- [Excerpted text]
>>>>>

[Chapter 36] Respiration Flashcards
What is Respiration?
The physiological process by which an animal exchanges oxygen and carbon dioxide with its environment.
What is Respiration dependant on?
It depends on the tendency of gaseous oxygen and carbon dioxide to diffuse down their concentration gradients between the external and internal environments.
True or False: More O2 dissolves in cooler, fast flowing water than in warm, still water.
True.
What is a Respiratory Surface?
A moistened layer thin enough for gases to diffuse across, this is where gases enter and exit an internal environment. Gases diffuse only across small distances, and only if dissolved in liquid.
What three factors affect diffusion rates?
- Surface to Volume Ratio - more molecules diffuse across a large respiratory surface than a small one. 2. Ventilation - moving air or water past a respiratory surface keeps the pressure gradient across the surface high and thus increases the rate of gas exchange.3. Respiratory Proteins - they help maintain a steep partial pressure gradient for oxygen between the cells and blood.
What are Respiratory Proteins?
Proteins that house one or more metal ions that bind oxygen atoms when oxygen levels are high and release them when oxygen levels fall.
List the two Respiratory Proteins.
- Hemoglobin - an iron-containing respiratory protein that occurs in vertebrate red blood cells and circles freely in other organisms. Hemerythrin (iron) or hemocyanin (copper) is used in other invertebrates.2. Myoglobin - a heme-containing protein in muscle of vertebrates and some invertebrates that helps stabilize the oxygen level inside cells.
What is Integumentary Exchange?
A mode of respiration that occurs in small-bodied invertebrates of aquatic or continually moist habitats where gases just diffuse across the body surface covering (the integument). This is the simplest form of respiration.
What do many aquatic invertebrates call their thin-walled, moist respiratory organs?
Gills. Extensively folded gill walls increase the respiratory surface area and gas exchange rates between body fluids and the outside.
What is a Tracheal System?
An internal respiratory surface that consists of repeatedly branching, air-filled tubes. They have no need for respiratory proteins to carry gases.
What are Book Lungs and what can they be found in?
They can be found in spiders; book lungs are respiratory organs where the air and blood flow through spaces separated only by thin sheets of tissue. Hemocyanin is used.
What is a defining trait of chordates?
Gill Slits (openings across a pharynx).
True or False: Most adult fish have external gills.

<<<<<

- [Prompt 1]
In the respiration flashcards, which metal does hemocyanin contain?
- [Prompt 2]
Render this sentence from the respiration flashcards in Spanish: "Gases diffuse only across small distances, and only if dissolved in liquid."
- [Prompt 3]
Extend the respiration flashcards past their final card.
The lines that follow have nothing to do with the respiration flashcards.

- [Extracted information]
>>>>>

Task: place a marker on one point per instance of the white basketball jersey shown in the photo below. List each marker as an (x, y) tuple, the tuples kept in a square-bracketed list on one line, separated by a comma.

<<<<<
>>>>>

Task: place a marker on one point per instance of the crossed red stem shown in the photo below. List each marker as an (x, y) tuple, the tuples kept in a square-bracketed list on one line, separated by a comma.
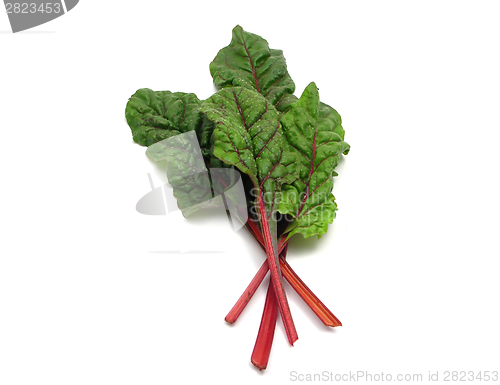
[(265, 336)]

<<<<<
>>>>>

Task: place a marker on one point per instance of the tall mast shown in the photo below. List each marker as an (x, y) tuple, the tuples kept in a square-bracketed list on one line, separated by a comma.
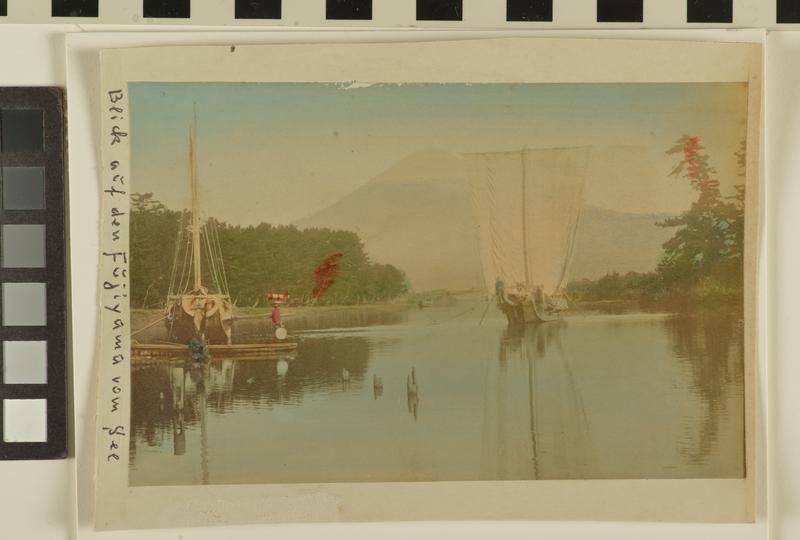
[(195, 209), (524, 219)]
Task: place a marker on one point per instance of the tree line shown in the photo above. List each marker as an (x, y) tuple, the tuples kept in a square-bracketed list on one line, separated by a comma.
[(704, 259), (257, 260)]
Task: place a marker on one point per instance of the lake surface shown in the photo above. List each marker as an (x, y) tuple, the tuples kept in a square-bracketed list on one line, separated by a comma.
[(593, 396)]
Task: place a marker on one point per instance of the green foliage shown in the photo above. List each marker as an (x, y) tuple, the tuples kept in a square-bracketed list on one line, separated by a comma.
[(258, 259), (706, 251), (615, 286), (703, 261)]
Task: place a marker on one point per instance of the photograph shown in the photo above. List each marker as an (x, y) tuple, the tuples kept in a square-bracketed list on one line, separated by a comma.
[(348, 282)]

<<<<<

- [Task result 1]
Copper.

- [Task result 2]
Los gases se difunden solo a través de distancias cortas, y solo si están disueltos en un líquido.

- [Task result 3]
False, most adult fish have internal gills located inside a slit or a pouch that opens to the body surface.
What is Countercurrent Exchange? (Happens in fish)
A process where two fluids flow in opposite directions and exchange substances. It boosts the oxygen uptake from water.
What is this? A saclike respiratory organ located inside a body cavity and connected by airways to the outside air.
The lung.
True or False: Reptiles, birds, and mammals have waterproof skin and no gills as adults and exchange gases in two well-developed lungs.
True, chest muscles draw the air inward. The respiratory surface area is large and serviced by many blood capillaries.
True or False: Birds exchange gas at the ends of the smallest airways.
False. In reptiles and mammals gas exchange occurs at the ends of the smallest airways, but in birds there are no “dead ends” and instead there are tiny tubes that convey air through the lungs to air sacs that serve as the respiratory surface.
What role does the rib cage have in respiration?
Their rhythmic contraction and relaxation cause air to move into and out of the paired lungs.
List some of the additional roles of the respiratory system.
The human respiratory system functions in gas exchange. It also has roles in sense of smell, voice production, body defenses, acid–base balance, and temperature regulation.
What is the Oral Cavity?
The mouth, supplemental airway when breathing is laboured.
What is the Nasal Cavity?
Chamber in which air is moistened, warmed, and filtered, and in which sounds resonate.
What is the Pharynx?
The throat, an airway connecting nasal cavity and mouth with larynx; enhances sounds; also connects with esophagus.
What is the Epiglottis?
Closes off larynx during swallowing.